*** Given information ***

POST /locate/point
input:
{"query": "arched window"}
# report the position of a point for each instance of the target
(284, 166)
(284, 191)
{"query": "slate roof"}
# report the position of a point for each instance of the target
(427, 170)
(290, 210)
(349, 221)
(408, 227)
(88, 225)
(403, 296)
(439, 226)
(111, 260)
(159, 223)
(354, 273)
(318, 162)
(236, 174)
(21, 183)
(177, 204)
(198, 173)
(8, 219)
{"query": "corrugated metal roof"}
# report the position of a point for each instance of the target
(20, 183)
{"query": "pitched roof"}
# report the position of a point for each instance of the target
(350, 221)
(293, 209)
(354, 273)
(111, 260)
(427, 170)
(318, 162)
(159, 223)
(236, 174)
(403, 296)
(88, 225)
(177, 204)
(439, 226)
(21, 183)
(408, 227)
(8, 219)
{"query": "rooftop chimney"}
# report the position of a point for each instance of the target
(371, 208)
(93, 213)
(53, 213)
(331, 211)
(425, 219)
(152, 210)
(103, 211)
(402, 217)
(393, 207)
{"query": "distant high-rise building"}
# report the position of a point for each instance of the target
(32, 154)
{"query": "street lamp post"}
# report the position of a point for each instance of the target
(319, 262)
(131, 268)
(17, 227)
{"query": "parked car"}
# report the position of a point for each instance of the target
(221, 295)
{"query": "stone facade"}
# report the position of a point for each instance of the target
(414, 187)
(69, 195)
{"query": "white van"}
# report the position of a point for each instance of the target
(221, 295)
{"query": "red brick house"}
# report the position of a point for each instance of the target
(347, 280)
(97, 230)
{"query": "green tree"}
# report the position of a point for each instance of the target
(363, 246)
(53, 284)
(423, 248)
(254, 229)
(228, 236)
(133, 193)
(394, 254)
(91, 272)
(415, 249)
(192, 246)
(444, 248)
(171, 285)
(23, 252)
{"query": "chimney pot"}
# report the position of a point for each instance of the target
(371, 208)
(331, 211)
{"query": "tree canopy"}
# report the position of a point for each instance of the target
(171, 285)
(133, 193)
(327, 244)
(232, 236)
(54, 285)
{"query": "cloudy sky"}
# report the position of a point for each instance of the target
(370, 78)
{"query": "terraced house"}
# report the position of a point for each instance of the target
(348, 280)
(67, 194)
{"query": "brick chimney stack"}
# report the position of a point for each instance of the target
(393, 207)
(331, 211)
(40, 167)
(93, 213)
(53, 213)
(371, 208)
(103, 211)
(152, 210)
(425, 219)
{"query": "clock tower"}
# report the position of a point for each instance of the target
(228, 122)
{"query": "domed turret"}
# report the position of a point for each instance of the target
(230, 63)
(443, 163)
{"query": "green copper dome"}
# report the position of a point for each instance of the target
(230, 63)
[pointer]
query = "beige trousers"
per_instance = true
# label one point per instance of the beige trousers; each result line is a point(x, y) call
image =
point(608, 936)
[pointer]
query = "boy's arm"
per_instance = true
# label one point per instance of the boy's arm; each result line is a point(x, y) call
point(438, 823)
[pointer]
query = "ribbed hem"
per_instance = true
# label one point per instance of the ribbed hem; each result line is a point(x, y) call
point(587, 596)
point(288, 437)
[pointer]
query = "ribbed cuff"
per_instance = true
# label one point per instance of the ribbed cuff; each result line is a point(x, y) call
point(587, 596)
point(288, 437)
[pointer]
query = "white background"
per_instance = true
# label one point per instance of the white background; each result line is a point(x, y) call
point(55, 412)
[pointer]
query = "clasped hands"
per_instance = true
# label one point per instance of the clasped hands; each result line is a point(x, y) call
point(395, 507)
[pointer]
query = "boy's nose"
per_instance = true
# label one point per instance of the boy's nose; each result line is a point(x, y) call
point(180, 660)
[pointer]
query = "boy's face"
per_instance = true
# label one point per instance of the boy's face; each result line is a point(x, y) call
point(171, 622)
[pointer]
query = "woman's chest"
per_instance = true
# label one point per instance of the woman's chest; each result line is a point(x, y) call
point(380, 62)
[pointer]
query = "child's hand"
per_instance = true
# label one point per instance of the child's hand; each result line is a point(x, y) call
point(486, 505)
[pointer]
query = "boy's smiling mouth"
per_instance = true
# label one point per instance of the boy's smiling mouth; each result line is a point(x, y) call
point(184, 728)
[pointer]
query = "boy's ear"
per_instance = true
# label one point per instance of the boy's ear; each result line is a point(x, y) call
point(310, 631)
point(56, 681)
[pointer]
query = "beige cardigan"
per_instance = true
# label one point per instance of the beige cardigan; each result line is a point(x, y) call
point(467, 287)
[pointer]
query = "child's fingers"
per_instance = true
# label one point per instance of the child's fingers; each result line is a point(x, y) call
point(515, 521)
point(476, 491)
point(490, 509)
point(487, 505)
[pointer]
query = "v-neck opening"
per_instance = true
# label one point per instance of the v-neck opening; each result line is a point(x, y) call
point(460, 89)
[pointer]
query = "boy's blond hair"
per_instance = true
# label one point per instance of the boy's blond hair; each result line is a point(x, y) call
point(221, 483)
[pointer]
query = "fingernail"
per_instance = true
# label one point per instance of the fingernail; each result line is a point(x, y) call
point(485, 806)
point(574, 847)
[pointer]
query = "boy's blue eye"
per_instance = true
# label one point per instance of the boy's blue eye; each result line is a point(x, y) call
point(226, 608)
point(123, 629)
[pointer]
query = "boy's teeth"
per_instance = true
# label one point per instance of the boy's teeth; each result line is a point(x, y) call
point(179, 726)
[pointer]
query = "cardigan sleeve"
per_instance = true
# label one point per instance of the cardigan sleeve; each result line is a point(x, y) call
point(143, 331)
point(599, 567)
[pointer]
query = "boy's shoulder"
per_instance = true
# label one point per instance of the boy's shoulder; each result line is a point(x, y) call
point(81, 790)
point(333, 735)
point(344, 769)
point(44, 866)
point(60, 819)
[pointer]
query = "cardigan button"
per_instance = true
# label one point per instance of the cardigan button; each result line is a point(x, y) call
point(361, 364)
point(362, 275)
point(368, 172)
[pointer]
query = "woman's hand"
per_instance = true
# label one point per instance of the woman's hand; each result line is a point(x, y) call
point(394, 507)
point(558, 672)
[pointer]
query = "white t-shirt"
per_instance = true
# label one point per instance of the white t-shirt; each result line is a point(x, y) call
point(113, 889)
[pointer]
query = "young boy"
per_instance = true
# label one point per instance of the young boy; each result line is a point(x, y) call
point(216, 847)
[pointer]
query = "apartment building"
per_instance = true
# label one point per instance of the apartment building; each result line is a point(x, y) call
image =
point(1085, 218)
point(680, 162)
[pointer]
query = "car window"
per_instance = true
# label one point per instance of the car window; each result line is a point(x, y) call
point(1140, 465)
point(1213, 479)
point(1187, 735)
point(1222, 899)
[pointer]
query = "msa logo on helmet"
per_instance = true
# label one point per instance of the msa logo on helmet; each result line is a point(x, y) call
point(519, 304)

*** End of Given information ***

Action item. All records are to be retyped precisely.

Expected answer.
POST /locate/point
input:
{"query": "arched window"}
# report the position of a point for each instance of the target
(284, 166)
(284, 191)
{"query": "slate roof"}
# report the position of a point for each instance of the target
(427, 170)
(290, 210)
(349, 221)
(408, 227)
(88, 225)
(403, 296)
(439, 226)
(111, 260)
(159, 223)
(354, 273)
(318, 162)
(236, 174)
(21, 183)
(177, 204)
(198, 173)
(8, 219)
{"query": "corrugated metal roof"}
# report the position of a point for each instance of the target
(20, 183)
{"query": "pitched roof"}
# report the position of a point for each instance of the target
(350, 221)
(293, 209)
(354, 273)
(111, 260)
(427, 170)
(318, 162)
(159, 223)
(236, 174)
(403, 296)
(88, 225)
(177, 204)
(439, 226)
(21, 183)
(408, 227)
(8, 219)
{"query": "rooftop chimney"}
# report the position of a point for each instance of the target
(371, 208)
(93, 213)
(53, 213)
(331, 211)
(425, 219)
(152, 210)
(103, 211)
(402, 217)
(393, 207)
{"query": "distant high-rise building"}
# report the position of a point for each instance of the target
(32, 154)
{"query": "street lamp post"}
# report the position of a point for each instance of the target
(319, 262)
(131, 268)
(17, 227)
{"query": "parked car"}
# report the position of a point for each instance of the target
(221, 295)
{"query": "stone facade"}
# report the position of a point for each instance of the target
(414, 187)
(69, 195)
{"query": "white van"}
# report the position of a point for each instance of the target
(221, 295)
{"query": "red brick house"}
# report the position of a point for each instance of the target
(347, 280)
(97, 230)
{"query": "green tree"}
# report the position of a point for each instance of the target
(363, 246)
(53, 284)
(423, 248)
(254, 229)
(228, 236)
(133, 193)
(394, 254)
(91, 272)
(415, 249)
(192, 246)
(444, 248)
(171, 285)
(23, 252)
{"query": "chimney pot"}
# report the position of a point for each instance of the target
(371, 208)
(331, 211)
{"query": "tree canopy"}
# report the position of a point for each instance of the target
(171, 285)
(133, 193)
(327, 244)
(232, 236)
(54, 285)
{"query": "cloudy sky"}
# report the position of a point for each instance of the target
(370, 78)
{"query": "terraced house"}
# report the position of a point for each instance of the target
(348, 280)
(67, 194)
{"query": "brick chimney stack"}
# report the position of a point for each instance of the target
(393, 207)
(331, 211)
(40, 167)
(93, 213)
(53, 213)
(371, 208)
(103, 211)
(152, 210)
(425, 219)
{"query": "clock tower"}
# report the position of a point for each instance of the target
(228, 122)
{"query": "domed turret"}
# report the position of a point for each instance of the target
(230, 63)
(443, 163)
{"query": "green copper dome"}
# report the position of a point for each instance of the target
(230, 63)
[pointer]
query = "beige trousers"
per_instance = true
# label one point per instance of the beige trousers; each result line is a point(x, y) call
image =
point(608, 936)
[pointer]
query = "boy's arm"
per_instance = true
# label one point per instance of the boy's arm; each result line is a point(x, y) call
point(438, 823)
[pointer]
query = "ribbed hem"
per_instance = true
# label one point per instance of the ribbed hem; each result line is a point(x, y) call
point(587, 596)
point(288, 437)
[pointer]
query = "ribbed cuff"
per_instance = true
# label one point per instance of the ribbed cuff; each result line is a point(x, y) call
point(587, 596)
point(288, 437)
[pointer]
query = "white background"
per_instance = true
# label one point per instance of the white background; each result line is a point(x, y) call
point(55, 412)
[pointer]
query = "clasped hands"
per_instance = true
# label one point per instance of the clasped hands; each result line is a point(x, y) call
point(395, 507)
[pointer]
query = "boy's nose"
per_instance = true
# label one point per instance of the boy's nose; each result line is a point(x, y) call
point(180, 660)
[pointer]
query = "boy's face"
per_instance = true
# label one point per instance of the boy's face; each result line is a point(x, y) call
point(171, 622)
[pointer]
query = "woman's chest"
per_instance = true
# label one point per instance of the woman's chest; each result line is a point(x, y) call
point(380, 62)
[pointer]
query = "child's hand"
per_instance = true
# label one point per instance of the child's hand; each result line is a point(x, y) call
point(486, 505)
[pointer]
query = "boy's smiling mouth"
per_instance = true
# label one point per instance of the boy's smiling mouth; each result line is a point(x, y) call
point(184, 728)
[pointer]
query = "boy's ear"
per_instance = true
# label one point per instance of the boy's ear; each result line is a point(x, y) call
point(310, 631)
point(56, 681)
[pointer]
query = "beige cardigan"
per_instance = true
# label one point per instance of the beige cardigan; each result line is a point(x, y) call
point(467, 287)
[pointer]
query = "child's fingers"
per_instance = true
# label one point per instance of the child's fingers; each result line is a point(x, y) call
point(515, 521)
point(476, 491)
point(490, 509)
point(487, 505)
[pointer]
query = "v-neck opening"
per_instance = true
# label one point per instance of the v-neck opening; each result line is a point(x, y) call
point(460, 89)
[pointer]
query = "boy's blond hair"
per_instance = true
# label one point per instance of the boy's blond hair; each result line is a point(x, y) call
point(221, 483)
[pointer]
query = "fingernail"
per_instance = true
# label one point per instance of the fingernail; each result line is a point(x, y) call
point(485, 806)
point(574, 847)
[pointer]
query = "boy's blue eye"
per_instance = true
# label one point per instance of the boy's blue eye; each result line is a point(x, y) call
point(226, 608)
point(123, 629)
[pointer]
query = "boy's teeth"
per_instance = true
# label one point per instance of the boy's teeth; each result line is a point(x, y) call
point(179, 726)
[pointer]
query = "cardigan sleeve"
per_instance = true
# label one point per instance of the cardigan sleeve; each result line is a point(x, y) call
point(143, 331)
point(599, 567)
[pointer]
query = "boy's shoulder"
per_instance = true
# label one point per instance of the boy's shoulder; each result line is a point(x, y) call
point(81, 790)
point(333, 735)
point(344, 769)
point(44, 866)
point(60, 819)
[pointer]
query = "cardigan button"
per_instance = true
# label one point per instance of the cardigan button; each result line is a point(x, y) call
point(361, 364)
point(362, 275)
point(368, 172)
[pointer]
query = "woman's hand"
per_instance = true
# label one point per instance of the woman's hand; each result line is a point(x, y) call
point(394, 507)
point(558, 672)
[pointer]
query = "white t-shirt"
per_instance = true
# label one point per instance of the white t-shirt; each result line is a point(x, y) call
point(113, 889)
[pointer]
query = "young boy"
per_instance = true
# label one point per instance of the young boy; each result line is a point(x, y) call
point(216, 847)
[pointer]
query = "apartment building"
per_instance = true
# label one point per instance of the apartment building; each result line is a point(x, y) call
image =
point(1085, 218)
point(680, 162)
[pointer]
query = "car window"
per_instance = true
# label one point per instance of the car window; each result line is a point(x, y) call
point(1140, 465)
point(1213, 479)
point(1187, 735)
point(1222, 899)
[pointer]
query = "msa logo on helmet"
per_instance = true
# label one point per instance of the msa logo on helmet; each result line is a point(x, y) call
point(519, 304)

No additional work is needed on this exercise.